Only one stretch of the data below is wanted: the lines starting at the one with "target | white blonde hair" and ending at the one with "such as <point>170,538</point>", both included, given again exactly.

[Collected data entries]
++++++

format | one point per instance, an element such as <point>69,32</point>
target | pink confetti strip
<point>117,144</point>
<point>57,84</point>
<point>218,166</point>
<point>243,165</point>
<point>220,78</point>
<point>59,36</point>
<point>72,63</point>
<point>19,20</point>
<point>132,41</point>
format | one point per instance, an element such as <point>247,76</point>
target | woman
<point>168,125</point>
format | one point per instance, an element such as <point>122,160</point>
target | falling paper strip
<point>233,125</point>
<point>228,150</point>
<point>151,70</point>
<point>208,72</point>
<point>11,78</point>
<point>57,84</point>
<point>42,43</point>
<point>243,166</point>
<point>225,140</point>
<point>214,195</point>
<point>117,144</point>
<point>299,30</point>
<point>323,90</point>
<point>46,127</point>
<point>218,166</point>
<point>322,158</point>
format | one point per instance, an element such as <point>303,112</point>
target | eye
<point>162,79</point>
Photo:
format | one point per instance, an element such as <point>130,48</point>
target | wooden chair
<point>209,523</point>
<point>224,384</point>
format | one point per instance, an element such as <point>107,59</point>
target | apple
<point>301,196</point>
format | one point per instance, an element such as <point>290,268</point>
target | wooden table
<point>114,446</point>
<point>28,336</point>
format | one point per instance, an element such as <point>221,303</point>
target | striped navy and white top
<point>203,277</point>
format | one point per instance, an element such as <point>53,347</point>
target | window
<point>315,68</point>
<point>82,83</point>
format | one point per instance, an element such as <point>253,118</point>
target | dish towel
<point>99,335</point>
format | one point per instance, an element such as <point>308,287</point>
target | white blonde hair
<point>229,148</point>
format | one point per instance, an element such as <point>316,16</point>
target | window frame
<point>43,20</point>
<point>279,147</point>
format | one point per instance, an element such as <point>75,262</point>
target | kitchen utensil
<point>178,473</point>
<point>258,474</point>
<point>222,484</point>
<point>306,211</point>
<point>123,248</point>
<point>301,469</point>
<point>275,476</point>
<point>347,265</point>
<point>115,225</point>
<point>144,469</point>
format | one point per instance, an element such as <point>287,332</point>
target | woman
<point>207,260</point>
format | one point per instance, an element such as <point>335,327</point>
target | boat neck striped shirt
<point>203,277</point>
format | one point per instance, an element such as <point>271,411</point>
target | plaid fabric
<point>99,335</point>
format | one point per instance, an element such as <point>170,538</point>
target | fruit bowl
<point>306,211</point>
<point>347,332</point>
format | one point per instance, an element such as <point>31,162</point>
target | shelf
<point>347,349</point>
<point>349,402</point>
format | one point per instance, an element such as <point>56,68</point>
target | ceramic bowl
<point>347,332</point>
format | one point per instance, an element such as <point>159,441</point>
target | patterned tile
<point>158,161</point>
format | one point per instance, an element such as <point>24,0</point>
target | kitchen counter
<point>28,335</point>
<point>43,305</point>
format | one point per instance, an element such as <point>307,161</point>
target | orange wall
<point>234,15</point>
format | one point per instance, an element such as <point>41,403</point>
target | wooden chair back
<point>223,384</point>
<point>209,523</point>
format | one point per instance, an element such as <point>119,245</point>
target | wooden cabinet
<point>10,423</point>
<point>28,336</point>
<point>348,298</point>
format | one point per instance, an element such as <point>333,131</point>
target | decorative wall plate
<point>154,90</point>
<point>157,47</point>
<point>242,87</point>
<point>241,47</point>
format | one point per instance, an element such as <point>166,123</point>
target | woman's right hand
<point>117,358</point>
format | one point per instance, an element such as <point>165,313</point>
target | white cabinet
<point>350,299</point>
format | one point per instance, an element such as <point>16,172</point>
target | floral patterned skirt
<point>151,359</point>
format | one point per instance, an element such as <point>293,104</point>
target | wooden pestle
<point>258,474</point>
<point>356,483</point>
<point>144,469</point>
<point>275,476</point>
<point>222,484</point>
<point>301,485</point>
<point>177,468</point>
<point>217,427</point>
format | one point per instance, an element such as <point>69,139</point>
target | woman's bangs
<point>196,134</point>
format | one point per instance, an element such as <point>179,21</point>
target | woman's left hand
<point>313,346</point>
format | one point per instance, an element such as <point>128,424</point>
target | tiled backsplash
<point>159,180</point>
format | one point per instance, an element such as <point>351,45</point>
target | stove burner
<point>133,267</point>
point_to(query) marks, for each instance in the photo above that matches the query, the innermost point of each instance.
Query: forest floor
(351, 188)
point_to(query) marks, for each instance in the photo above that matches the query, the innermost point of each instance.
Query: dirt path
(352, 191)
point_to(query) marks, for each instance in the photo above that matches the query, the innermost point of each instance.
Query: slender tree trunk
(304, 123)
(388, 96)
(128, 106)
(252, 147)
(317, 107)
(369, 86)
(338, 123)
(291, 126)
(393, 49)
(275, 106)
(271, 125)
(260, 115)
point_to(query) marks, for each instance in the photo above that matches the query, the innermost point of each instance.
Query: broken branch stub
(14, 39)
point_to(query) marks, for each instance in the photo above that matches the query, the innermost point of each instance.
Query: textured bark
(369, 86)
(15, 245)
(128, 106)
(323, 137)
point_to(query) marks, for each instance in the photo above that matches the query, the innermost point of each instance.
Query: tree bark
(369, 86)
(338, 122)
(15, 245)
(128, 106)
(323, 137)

++++++

### Expected answer:
target | white blonde hair
<point>229,148</point>
format | one point per instance, an element such as <point>316,16</point>
target | window frame
<point>43,20</point>
<point>279,147</point>
format | one point per instance, an element such as <point>75,262</point>
target | kitchen utensil
<point>178,473</point>
<point>258,474</point>
<point>222,484</point>
<point>306,211</point>
<point>123,248</point>
<point>301,469</point>
<point>275,476</point>
<point>347,265</point>
<point>115,225</point>
<point>144,469</point>
format | one point per instance, an element such as <point>287,332</point>
target | woman
<point>207,260</point>
format | one point per instance, an element such as <point>335,327</point>
target | boat neck striped shirt
<point>203,277</point>
format | one point per instance, an element such as <point>271,411</point>
target | plaid fabric
<point>99,335</point>
format | one point per instance, an element such as <point>170,538</point>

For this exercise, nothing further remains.